* **Data extract**:

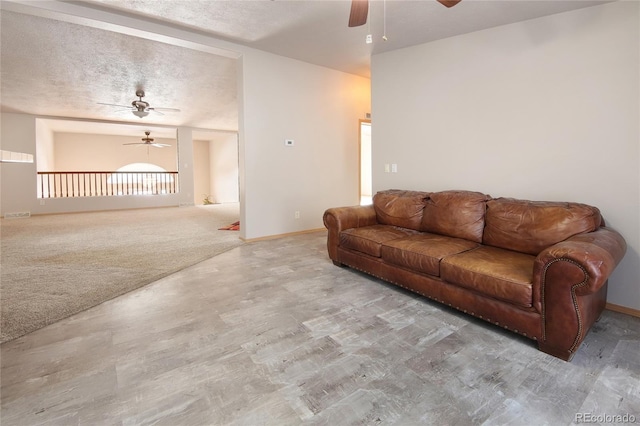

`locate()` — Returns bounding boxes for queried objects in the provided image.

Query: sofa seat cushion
[381,232,479,277]
[440,246,535,308]
[340,225,418,257]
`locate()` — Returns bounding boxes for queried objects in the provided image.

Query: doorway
[359,120,373,206]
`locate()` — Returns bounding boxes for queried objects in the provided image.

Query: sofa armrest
[323,205,378,263]
[533,227,627,360]
[534,227,627,295]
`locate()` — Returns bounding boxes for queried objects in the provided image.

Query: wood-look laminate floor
[0,232,640,426]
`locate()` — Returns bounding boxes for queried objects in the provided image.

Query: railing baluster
[36,171,180,198]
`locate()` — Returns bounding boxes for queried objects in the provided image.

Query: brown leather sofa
[324,190,626,361]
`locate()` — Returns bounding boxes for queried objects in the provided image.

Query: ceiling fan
[349,0,460,27]
[122,130,171,148]
[98,89,180,118]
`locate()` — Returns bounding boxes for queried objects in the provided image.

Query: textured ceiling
[0,0,604,135]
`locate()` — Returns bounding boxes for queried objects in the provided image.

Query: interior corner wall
[193,140,213,205]
[35,119,56,171]
[372,1,640,309]
[239,50,370,239]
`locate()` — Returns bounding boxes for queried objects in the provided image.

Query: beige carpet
[0,204,242,342]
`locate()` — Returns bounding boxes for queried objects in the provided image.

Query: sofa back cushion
[373,189,429,231]
[483,198,602,256]
[421,191,491,243]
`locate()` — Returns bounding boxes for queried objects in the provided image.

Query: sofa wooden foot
[538,342,575,362]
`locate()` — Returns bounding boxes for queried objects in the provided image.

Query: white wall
[240,51,370,238]
[209,133,240,203]
[52,132,178,172]
[372,2,640,309]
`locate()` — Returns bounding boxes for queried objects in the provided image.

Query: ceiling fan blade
[349,0,369,27]
[98,102,131,109]
[438,0,461,7]
[148,108,180,112]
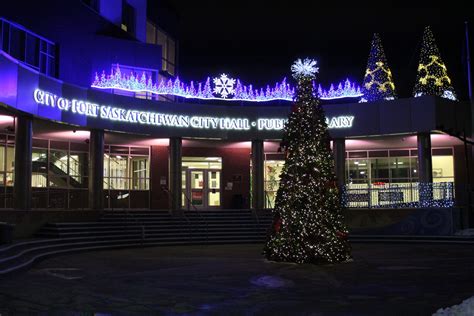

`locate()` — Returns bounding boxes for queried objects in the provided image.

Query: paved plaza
[0,243,474,316]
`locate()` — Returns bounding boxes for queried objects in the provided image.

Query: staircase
[0,210,272,276]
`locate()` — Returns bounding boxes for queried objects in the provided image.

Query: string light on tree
[264,59,351,264]
[413,26,457,100]
[361,33,397,102]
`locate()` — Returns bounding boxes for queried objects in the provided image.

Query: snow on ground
[433,296,474,316]
[455,228,474,236]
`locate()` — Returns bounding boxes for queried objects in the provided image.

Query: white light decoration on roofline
[91,64,363,102]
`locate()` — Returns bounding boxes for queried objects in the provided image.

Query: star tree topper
[291,58,319,79]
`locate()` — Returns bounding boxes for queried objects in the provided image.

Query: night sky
[164,0,474,98]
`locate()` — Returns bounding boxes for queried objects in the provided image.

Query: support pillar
[417,133,433,183]
[252,139,265,210]
[332,138,346,189]
[417,133,433,207]
[168,137,182,212]
[13,116,33,210]
[89,130,104,210]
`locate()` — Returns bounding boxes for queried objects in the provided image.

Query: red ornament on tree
[273,217,281,233]
[336,231,349,239]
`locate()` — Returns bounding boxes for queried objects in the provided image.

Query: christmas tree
[361,33,397,102]
[413,26,456,100]
[264,59,351,263]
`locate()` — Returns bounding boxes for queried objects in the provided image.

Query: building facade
[0,0,472,227]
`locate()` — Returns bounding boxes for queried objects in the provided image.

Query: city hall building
[0,0,472,227]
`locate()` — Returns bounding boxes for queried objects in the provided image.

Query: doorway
[182,157,222,209]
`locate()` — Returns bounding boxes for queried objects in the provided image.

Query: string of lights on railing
[91,66,363,102]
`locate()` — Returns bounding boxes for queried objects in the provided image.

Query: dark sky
[167,0,474,97]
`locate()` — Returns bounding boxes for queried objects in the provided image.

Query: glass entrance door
[183,169,221,209]
[189,170,205,207]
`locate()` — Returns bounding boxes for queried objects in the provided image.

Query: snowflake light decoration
[212,74,235,99]
[291,58,319,79]
[91,65,363,102]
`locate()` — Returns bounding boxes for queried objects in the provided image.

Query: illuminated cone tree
[264,59,351,263]
[413,26,456,100]
[361,33,397,102]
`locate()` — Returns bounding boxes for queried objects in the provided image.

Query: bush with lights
[413,26,457,100]
[264,59,351,264]
[361,33,397,102]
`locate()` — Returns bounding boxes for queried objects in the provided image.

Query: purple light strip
[91,66,363,102]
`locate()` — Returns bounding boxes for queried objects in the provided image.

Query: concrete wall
[0,210,100,239]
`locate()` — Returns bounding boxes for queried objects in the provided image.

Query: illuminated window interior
[182,157,222,209]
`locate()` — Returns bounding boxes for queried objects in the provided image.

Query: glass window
[390,157,410,183]
[109,155,128,190]
[348,159,369,185]
[0,144,5,172]
[431,156,454,182]
[5,146,15,186]
[31,148,48,188]
[131,157,149,190]
[146,22,156,44]
[48,149,69,188]
[69,152,89,188]
[104,146,150,190]
[370,158,390,184]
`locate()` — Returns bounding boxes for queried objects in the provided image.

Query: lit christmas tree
[264,59,351,263]
[361,33,397,102]
[413,26,457,100]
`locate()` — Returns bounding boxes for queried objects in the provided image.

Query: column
[89,130,104,210]
[168,137,182,212]
[252,139,265,210]
[13,116,33,210]
[418,133,433,183]
[417,133,433,207]
[332,138,346,189]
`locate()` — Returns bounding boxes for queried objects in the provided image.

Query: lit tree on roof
[264,59,351,263]
[413,26,456,100]
[361,33,397,102]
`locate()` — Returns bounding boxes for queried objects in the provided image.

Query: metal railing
[0,17,57,77]
[342,182,455,208]
[182,192,209,243]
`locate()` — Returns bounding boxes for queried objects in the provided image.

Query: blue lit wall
[0,0,161,87]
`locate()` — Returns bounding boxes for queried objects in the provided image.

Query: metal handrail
[183,192,209,243]
[161,186,193,240]
[0,17,56,45]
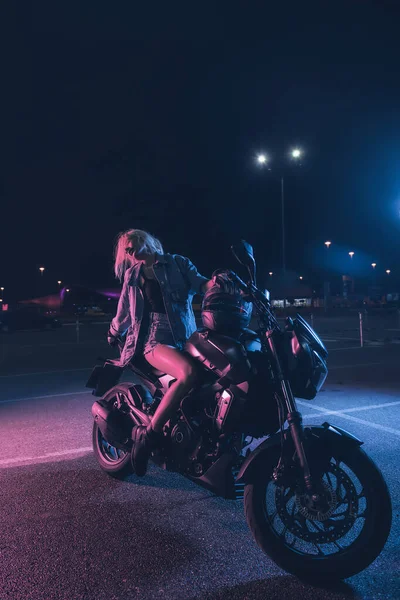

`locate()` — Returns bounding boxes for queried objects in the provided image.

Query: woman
[108,229,218,476]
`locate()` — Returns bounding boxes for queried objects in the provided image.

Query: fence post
[75,317,79,344]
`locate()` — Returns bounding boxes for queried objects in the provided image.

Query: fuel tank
[185,329,251,385]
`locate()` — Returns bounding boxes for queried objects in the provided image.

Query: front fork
[266,331,318,494]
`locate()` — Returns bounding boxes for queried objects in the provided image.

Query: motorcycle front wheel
[92,423,134,479]
[92,383,148,479]
[244,441,392,581]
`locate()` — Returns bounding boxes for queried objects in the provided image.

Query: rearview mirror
[231,240,256,285]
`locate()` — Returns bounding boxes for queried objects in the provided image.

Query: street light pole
[257,148,303,316]
[281,176,286,317]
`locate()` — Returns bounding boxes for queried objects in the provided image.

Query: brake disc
[275,463,358,544]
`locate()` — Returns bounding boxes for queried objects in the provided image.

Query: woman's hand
[107,330,119,348]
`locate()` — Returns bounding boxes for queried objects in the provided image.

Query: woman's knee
[180,360,197,385]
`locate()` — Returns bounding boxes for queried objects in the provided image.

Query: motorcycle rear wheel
[244,441,392,581]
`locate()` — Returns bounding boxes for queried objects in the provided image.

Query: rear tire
[244,443,392,581]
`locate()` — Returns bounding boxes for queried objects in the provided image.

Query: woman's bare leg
[145,344,196,431]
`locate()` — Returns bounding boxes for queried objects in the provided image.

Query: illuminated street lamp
[257,154,267,165]
[256,148,303,275]
[257,148,302,312]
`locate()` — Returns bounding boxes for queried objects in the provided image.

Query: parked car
[0,309,62,333]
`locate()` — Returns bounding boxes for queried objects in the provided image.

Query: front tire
[92,383,150,479]
[244,443,392,581]
[92,423,134,479]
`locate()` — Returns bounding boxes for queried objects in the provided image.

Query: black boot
[132,425,163,477]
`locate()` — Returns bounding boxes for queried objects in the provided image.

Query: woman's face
[125,241,149,262]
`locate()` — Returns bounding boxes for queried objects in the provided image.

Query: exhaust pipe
[92,400,134,450]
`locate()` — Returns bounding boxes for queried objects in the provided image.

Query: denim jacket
[110,254,208,366]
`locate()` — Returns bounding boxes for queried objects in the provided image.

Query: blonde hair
[114,229,164,281]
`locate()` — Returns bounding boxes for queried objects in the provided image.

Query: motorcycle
[87,241,392,581]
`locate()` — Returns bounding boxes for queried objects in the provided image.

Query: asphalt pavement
[0,325,400,600]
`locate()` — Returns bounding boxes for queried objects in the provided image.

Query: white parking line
[0,390,91,407]
[328,361,390,371]
[297,400,400,437]
[0,446,93,467]
[297,400,400,419]
[0,365,93,379]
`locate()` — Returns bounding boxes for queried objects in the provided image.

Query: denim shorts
[143,313,176,354]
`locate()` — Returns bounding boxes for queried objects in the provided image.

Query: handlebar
[230,271,280,329]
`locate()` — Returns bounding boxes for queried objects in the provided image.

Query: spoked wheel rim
[97,428,128,465]
[97,390,128,466]
[264,458,369,559]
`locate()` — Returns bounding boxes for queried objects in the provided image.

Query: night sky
[0,0,400,299]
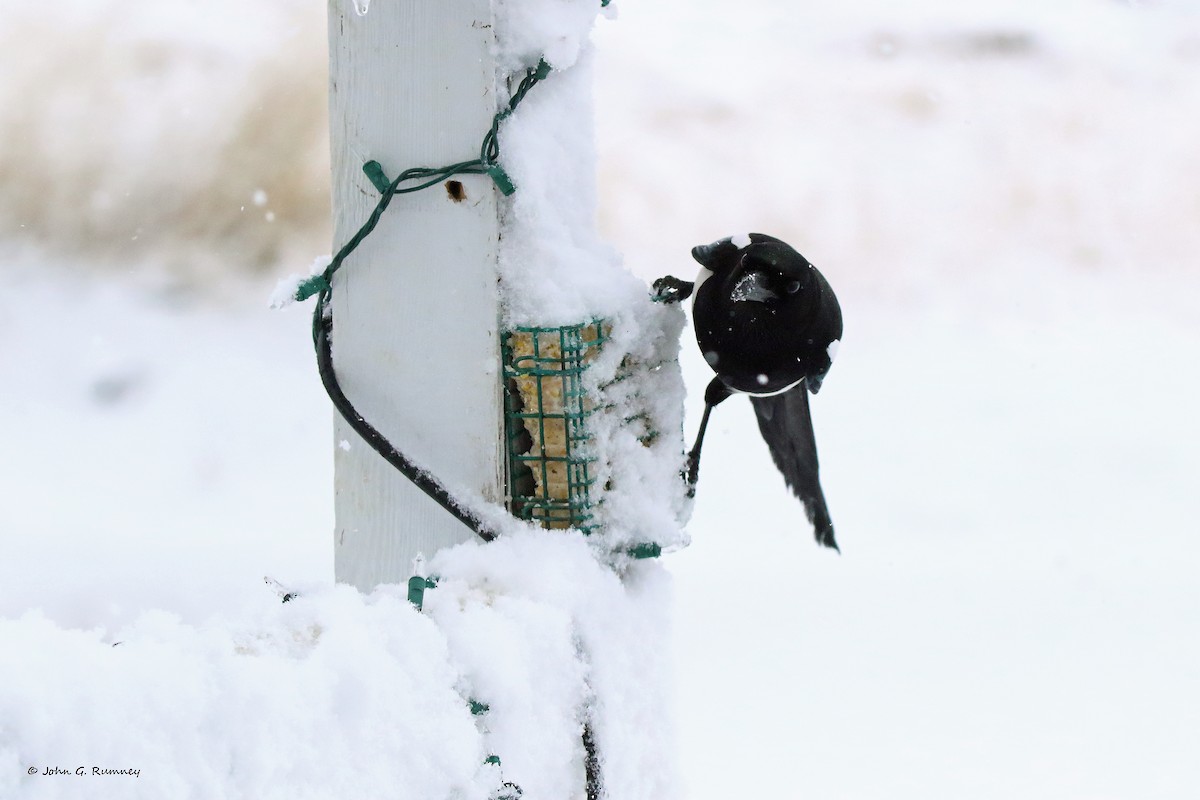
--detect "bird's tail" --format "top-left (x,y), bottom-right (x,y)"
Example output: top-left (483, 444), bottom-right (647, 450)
top-left (750, 383), bottom-right (838, 549)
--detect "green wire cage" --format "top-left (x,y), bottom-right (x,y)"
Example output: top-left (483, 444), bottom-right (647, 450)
top-left (503, 320), bottom-right (610, 533)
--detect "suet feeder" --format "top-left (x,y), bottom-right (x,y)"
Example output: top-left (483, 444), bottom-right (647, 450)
top-left (503, 320), bottom-right (610, 533)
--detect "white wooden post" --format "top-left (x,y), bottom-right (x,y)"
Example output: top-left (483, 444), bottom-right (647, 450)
top-left (329, 0), bottom-right (504, 591)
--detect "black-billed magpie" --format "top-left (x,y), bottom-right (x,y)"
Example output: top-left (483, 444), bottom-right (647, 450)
top-left (654, 234), bottom-right (841, 549)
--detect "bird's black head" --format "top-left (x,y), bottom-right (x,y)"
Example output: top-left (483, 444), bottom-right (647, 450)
top-left (691, 234), bottom-right (811, 302)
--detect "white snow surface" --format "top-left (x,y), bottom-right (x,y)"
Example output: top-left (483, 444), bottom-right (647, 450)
top-left (0, 0), bottom-right (1200, 800)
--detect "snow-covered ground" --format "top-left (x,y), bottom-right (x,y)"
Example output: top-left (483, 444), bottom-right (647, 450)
top-left (0, 0), bottom-right (1200, 800)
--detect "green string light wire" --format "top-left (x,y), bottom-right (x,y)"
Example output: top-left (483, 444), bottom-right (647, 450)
top-left (293, 59), bottom-right (551, 309)
top-left (293, 59), bottom-right (551, 541)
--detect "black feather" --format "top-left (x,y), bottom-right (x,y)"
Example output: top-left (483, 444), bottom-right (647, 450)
top-left (750, 383), bottom-right (838, 549)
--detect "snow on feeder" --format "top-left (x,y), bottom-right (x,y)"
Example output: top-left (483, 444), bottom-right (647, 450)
top-left (503, 320), bottom-right (611, 533)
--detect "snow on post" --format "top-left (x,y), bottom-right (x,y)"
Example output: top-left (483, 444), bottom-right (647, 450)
top-left (329, 0), bottom-right (504, 590)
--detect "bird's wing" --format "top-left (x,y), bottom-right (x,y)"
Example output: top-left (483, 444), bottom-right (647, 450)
top-left (750, 383), bottom-right (838, 549)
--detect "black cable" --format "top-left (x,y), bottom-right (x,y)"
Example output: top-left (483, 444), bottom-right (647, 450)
top-left (312, 289), bottom-right (496, 542)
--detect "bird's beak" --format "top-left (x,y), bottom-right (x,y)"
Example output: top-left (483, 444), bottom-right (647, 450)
top-left (733, 270), bottom-right (779, 302)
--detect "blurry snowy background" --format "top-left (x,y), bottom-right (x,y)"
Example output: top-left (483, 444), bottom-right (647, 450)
top-left (0, 0), bottom-right (1200, 799)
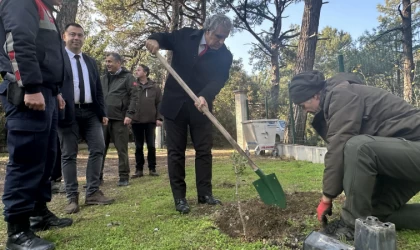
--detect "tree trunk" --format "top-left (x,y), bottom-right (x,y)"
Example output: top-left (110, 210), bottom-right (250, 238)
top-left (200, 0), bottom-right (207, 26)
top-left (162, 0), bottom-right (181, 89)
top-left (286, 0), bottom-right (322, 143)
top-left (57, 0), bottom-right (79, 32)
top-left (401, 0), bottom-right (414, 103)
top-left (268, 49), bottom-right (280, 119)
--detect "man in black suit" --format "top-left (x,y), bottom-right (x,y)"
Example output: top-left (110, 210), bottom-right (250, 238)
top-left (146, 15), bottom-right (232, 213)
top-left (58, 23), bottom-right (114, 214)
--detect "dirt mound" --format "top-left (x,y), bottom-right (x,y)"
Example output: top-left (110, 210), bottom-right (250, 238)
top-left (215, 192), bottom-right (320, 248)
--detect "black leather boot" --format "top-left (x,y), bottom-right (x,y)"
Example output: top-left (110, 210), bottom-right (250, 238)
top-left (29, 203), bottom-right (73, 232)
top-left (175, 198), bottom-right (190, 214)
top-left (198, 195), bottom-right (222, 205)
top-left (6, 220), bottom-right (55, 250)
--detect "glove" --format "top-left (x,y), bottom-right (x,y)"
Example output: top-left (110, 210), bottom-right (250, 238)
top-left (316, 199), bottom-right (332, 226)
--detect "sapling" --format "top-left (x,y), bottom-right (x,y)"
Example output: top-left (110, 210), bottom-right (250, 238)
top-left (232, 152), bottom-right (248, 238)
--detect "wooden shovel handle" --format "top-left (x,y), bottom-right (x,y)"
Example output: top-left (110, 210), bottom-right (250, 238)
top-left (156, 52), bottom-right (259, 171)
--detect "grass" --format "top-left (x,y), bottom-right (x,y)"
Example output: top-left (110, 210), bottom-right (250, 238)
top-left (0, 151), bottom-right (420, 250)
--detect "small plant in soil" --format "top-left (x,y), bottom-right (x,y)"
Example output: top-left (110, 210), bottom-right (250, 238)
top-left (232, 152), bottom-right (248, 238)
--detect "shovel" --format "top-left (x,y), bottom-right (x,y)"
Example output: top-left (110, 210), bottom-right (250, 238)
top-left (156, 52), bottom-right (286, 208)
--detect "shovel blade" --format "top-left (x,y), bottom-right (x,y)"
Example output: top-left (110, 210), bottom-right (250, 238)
top-left (252, 174), bottom-right (286, 208)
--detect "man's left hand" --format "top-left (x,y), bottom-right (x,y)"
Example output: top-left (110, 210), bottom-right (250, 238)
top-left (102, 117), bottom-right (109, 126)
top-left (124, 117), bottom-right (131, 125)
top-left (195, 96), bottom-right (209, 112)
top-left (57, 94), bottom-right (66, 109)
top-left (316, 196), bottom-right (332, 226)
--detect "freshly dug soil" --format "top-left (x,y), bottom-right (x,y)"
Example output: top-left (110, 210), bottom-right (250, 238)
top-left (215, 192), bottom-right (320, 249)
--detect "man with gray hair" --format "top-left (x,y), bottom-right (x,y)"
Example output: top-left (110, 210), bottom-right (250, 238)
top-left (146, 14), bottom-right (232, 214)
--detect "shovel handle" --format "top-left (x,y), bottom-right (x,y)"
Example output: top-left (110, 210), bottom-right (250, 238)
top-left (156, 52), bottom-right (261, 171)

* **Given instruction**:
Select and copy every line of the records above that contains the word "street", treating uppercase and lowercase as different.

* **Problem solution**:
Query: street light pole
Query: illuminated street lamp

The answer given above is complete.